Location identification items

============================================================

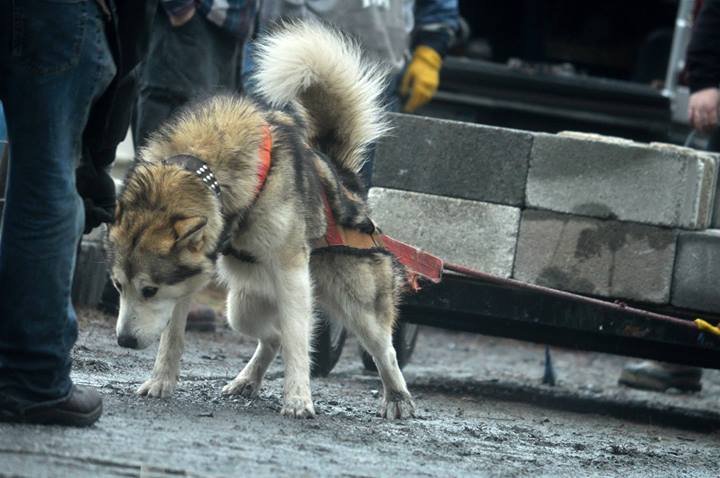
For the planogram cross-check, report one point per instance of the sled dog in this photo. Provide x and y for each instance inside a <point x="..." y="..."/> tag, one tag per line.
<point x="241" y="187"/>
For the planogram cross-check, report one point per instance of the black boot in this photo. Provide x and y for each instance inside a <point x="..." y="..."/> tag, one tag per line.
<point x="81" y="408"/>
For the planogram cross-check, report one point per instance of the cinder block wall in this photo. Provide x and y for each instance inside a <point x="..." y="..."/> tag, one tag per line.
<point x="585" y="213"/>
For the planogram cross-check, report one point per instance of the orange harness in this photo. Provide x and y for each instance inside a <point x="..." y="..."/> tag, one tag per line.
<point x="417" y="262"/>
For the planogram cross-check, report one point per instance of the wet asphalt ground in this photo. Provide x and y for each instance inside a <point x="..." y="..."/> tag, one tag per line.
<point x="481" y="412"/>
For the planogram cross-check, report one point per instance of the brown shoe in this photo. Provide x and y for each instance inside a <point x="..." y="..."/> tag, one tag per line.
<point x="659" y="376"/>
<point x="81" y="408"/>
<point x="201" y="318"/>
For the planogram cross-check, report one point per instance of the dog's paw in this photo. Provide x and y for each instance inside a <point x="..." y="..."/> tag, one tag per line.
<point x="298" y="408"/>
<point x="244" y="387"/>
<point x="157" y="387"/>
<point x="397" y="407"/>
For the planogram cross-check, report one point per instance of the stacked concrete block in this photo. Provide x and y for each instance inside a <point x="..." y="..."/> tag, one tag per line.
<point x="696" y="279"/>
<point x="600" y="216"/>
<point x="597" y="257"/>
<point x="472" y="233"/>
<point x="610" y="178"/>
<point x="449" y="158"/>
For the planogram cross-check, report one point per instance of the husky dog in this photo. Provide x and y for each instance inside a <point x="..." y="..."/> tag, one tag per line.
<point x="241" y="186"/>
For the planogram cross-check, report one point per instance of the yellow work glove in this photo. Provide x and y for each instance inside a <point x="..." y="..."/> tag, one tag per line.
<point x="422" y="78"/>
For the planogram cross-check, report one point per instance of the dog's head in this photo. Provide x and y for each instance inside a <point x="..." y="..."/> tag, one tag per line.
<point x="159" y="248"/>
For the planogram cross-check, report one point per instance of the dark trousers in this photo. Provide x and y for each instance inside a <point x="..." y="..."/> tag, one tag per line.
<point x="183" y="63"/>
<point x="54" y="63"/>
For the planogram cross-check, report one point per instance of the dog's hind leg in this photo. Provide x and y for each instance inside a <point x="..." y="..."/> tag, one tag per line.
<point x="373" y="329"/>
<point x="167" y="362"/>
<point x="256" y="317"/>
<point x="294" y="299"/>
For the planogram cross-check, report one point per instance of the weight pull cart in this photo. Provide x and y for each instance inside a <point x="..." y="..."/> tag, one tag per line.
<point x="456" y="297"/>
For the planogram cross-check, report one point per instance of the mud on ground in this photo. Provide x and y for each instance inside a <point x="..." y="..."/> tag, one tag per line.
<point x="482" y="412"/>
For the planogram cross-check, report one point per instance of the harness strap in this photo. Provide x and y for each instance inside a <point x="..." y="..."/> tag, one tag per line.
<point x="264" y="153"/>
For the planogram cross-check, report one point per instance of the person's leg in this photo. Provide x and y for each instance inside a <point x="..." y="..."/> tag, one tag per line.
<point x="392" y="103"/>
<point x="55" y="61"/>
<point x="183" y="63"/>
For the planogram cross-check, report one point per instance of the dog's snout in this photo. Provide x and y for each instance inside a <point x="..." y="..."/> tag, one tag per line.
<point x="127" y="341"/>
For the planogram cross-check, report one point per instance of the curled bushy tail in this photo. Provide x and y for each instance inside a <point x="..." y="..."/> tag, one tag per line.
<point x="325" y="72"/>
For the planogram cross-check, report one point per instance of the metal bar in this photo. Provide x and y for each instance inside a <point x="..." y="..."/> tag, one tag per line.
<point x="566" y="295"/>
<point x="681" y="38"/>
<point x="531" y="314"/>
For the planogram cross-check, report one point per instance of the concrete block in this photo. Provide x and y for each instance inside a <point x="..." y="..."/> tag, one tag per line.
<point x="592" y="175"/>
<point x="450" y="158"/>
<point x="472" y="233"/>
<point x="697" y="271"/>
<point x="597" y="257"/>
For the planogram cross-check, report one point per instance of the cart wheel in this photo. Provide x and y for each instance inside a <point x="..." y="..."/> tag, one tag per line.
<point x="404" y="339"/>
<point x="328" y="342"/>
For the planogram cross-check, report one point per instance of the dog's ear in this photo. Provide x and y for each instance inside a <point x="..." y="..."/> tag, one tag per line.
<point x="189" y="230"/>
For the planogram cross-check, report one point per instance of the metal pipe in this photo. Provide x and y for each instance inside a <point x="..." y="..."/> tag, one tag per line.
<point x="466" y="271"/>
<point x="681" y="38"/>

============================================================

- Exercise -
Print every record above word for word, leaving out the pictures.

- Final result -
For the planogram cross-check, report one point per instance of the sled dog in this photo. Provide x and y for each instance inside a <point x="..." y="..."/> tag, one tag per line.
<point x="241" y="187"/>
For the planogram cross-check, report one point per instance of the black boot in this photo. Provide x and y for each instance inside a <point x="..." y="..."/> tag, one tag per line.
<point x="81" y="408"/>
For the planogram cross-check, report one point per instance of the cinder block wall in this photo. Provide x and y for each instance inside a <point x="..." y="..."/> tag, one tag per line.
<point x="585" y="213"/>
For the planogram cross-check, report one point per instance of the orange harness in this photo. Provide x and y for each instance inside a <point x="..." y="..."/> tag, one tag per line.
<point x="417" y="262"/>
For the planogram cross-check, report one point per instance of the wet asphalt ground in this photo. Provide x and y for each instance inside a <point x="..." y="..."/> tag, one tag per line.
<point x="481" y="412"/>
For the planogram cross-check, report one point per instance of the brown shoe in this photo. Provide x and y for each instance inside a <point x="..." y="..."/> tag, one tag per line.
<point x="659" y="376"/>
<point x="81" y="408"/>
<point x="201" y="318"/>
For the planogram cross-check, report one point per instance of the dog's paw in this photo. Provide x and y for each instance inside a <point x="..." y="..."/> tag, one tag per line.
<point x="298" y="408"/>
<point x="244" y="387"/>
<point x="157" y="387"/>
<point x="397" y="407"/>
For the planogram cross-check, report one point per instance of the stacked concrete block in this photo. Provide x and y for each instance inside a <point x="..." y="..."/> tag, one tag per line.
<point x="696" y="279"/>
<point x="600" y="216"/>
<point x="597" y="257"/>
<point x="472" y="233"/>
<point x="610" y="178"/>
<point x="449" y="158"/>
For the planogram cross-check, report one point per instance of the husky dog in this photo. Provide x and y for each instance inside a <point x="..." y="..."/> tag, one tag per line.
<point x="241" y="186"/>
For the planogram cross-check, report one point per instance of the yellow work glove in this photo. Provide x and y for each instance inside a <point x="..." y="..."/> tag, one tag per line.
<point x="422" y="78"/>
For the planogram cross-check, report one point per instance of the dog's head in this photo. Provide x and y for each instance inside a <point x="..." y="..."/> tag, one tag per line.
<point x="159" y="248"/>
For the planogram cross-check, report one point per instance of the dark trousers in this photo. Provide x and y for each instance inside a <point x="..." y="..."/> tag, one tag per line.
<point x="183" y="63"/>
<point x="54" y="63"/>
For the planogram cross-check, report one point per instance of the dog's hind leg in this photo. Provide x and y for each instance inside a <point x="..." y="..."/> tag, one tag per line.
<point x="373" y="329"/>
<point x="167" y="362"/>
<point x="256" y="317"/>
<point x="294" y="299"/>
For the planogram cross-check, report one point per instance of the weight pull cart in this photo. Provide x and y for each instance inside a <point x="..." y="..."/> tag, one tag per line.
<point x="456" y="297"/>
For the planogram cross-check, report one point per instance of the mud on ground in this photo. Provide x and y for each instance inside a <point x="..." y="..."/> tag, one tag per line.
<point x="482" y="412"/>
For the planogram cross-check, report one point per instance of the harness strap in this photo. Provide x and y for each instance inside a <point x="..." y="..."/> tag, one tag per line.
<point x="264" y="153"/>
For the planogram cross-check, report one point per instance of the person's leg in this photo. Provide x and y for each instance inside a <point x="..." y="..."/> tag, one tag per line.
<point x="392" y="103"/>
<point x="55" y="61"/>
<point x="183" y="63"/>
For the planogram cross-check, report one point per instance of the dog's snout in this photo. Provide x and y for each instance inside a <point x="..." y="..."/> tag, one tag per line.
<point x="127" y="341"/>
For the planogram cross-check, report one point per instance of the curled bushy tail in this photo. Provide x and y for each instance inside a <point x="..." y="..."/> tag, one tag per line.
<point x="325" y="72"/>
For the planogram cross-check, report one point per instance of the metal bar in this photo. Provide x and y for each instance inside a <point x="..." y="..."/> tag, one tag per line.
<point x="566" y="295"/>
<point x="681" y="38"/>
<point x="531" y="314"/>
For the planogram cross-check, report one point per instance of the concrete block in this photo. Provide x and y for each instance inside a <point x="..." y="..."/> tag, one tag per line.
<point x="592" y="175"/>
<point x="450" y="158"/>
<point x="472" y="233"/>
<point x="697" y="271"/>
<point x="597" y="257"/>
For the planogram cross-check, report one point per instance of the cart wheel in this photo. Provide x and y for each instance inside a <point x="..." y="..."/> tag, one tag per line.
<point x="404" y="339"/>
<point x="328" y="342"/>
For the planogram cross-check, report one point per instance of the dog's ear in this photo. Provide x and y for each instance inside a <point x="..." y="..."/> tag, one tag per line.
<point x="189" y="230"/>
For the planogram cross-check, report one point per instance of the metal pipe in this photo. Provide x and y for each instance inside a <point x="..." y="..."/> tag, one tag per line.
<point x="466" y="271"/>
<point x="681" y="38"/>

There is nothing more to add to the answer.